● Texto fornecido:
========================================================================

Por: Vander Fornazieri
Ele frequentou as
páginas do Pasquim na época de Ziraldo e Jaguar, enquanto pensava em abandonar,
pela segunda vez, a Escola de Comunicações e Artes (ECA) da USP. Não colou
grau, mas nos anos seguintes emplacou dezenas de personagens nas páginas da
imprensa brasileira em cartuns e tiras impagáveis como as do Condomínio,
Overman, Piratas do Tietê e Los 3 Amigos, esta a seis mãos, com os parceiros
Glauco e Angeli.
Acho que os partidos
estão apanhando. Não estão conseguindo acompanhar o pique do país. A dinâmica
da sociedade brasileira mais uma vez está deixando as estruturas partidárias
para trás
Filho de professor da
USP, criado no bairro paulistano de Pinheiros, Laerte sempre teve laços fortes
com a militância política de esquerda. Na faculdade começou seu namoro com o
Partido Comunista Brasileiro, o Partidão, relacionamento que o aproximou do
movimento sindical do ABC. Em 1978, desenhou histórias do João Ferrador,
personagem criado por Antônio Carlos Félix Nunes para a Tribuna Metalúrgica.

========================================================================

● Linhas fornecidas:
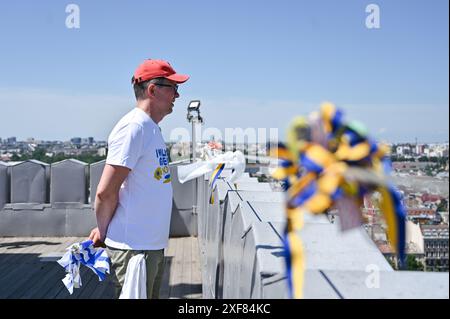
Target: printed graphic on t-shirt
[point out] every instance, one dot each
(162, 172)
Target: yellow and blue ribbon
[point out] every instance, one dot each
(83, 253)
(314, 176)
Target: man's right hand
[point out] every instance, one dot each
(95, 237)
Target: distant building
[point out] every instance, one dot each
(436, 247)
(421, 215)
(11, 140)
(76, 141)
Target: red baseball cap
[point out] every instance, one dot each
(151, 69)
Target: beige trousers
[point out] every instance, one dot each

========================================================================

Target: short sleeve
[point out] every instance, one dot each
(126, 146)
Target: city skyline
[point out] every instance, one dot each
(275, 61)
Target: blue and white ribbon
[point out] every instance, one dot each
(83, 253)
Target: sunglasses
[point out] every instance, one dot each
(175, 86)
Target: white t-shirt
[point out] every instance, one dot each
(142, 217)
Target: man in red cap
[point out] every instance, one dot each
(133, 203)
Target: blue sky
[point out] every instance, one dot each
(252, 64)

========================================================================

● Exercício curto 1:
Passe para o inglês a seguinte frase do texto sobre Laerte: "Na faculdade começou seu namoro com o Partido Comunista Brasileiro, o Partidão, relacionamento que o aproximou do movimento sindical do ABC."
● Exercício curto 2:
De acordo com o texto sobre Laerte, por que os partidos estão apanhando? Explique em uma a três frases.

● Resposta escrita 1:
In college he began his courtship with the Brazilian Communist Party, the Partidão, a relationship that brought him closer to the ABC labor movement.

● Resposta escrita 2:
Porque não estão conseguindo acompanhar o pique do país. A dinâmica da sociedade brasileira, mais uma vez, está deixando as estruturas partidárias para trás.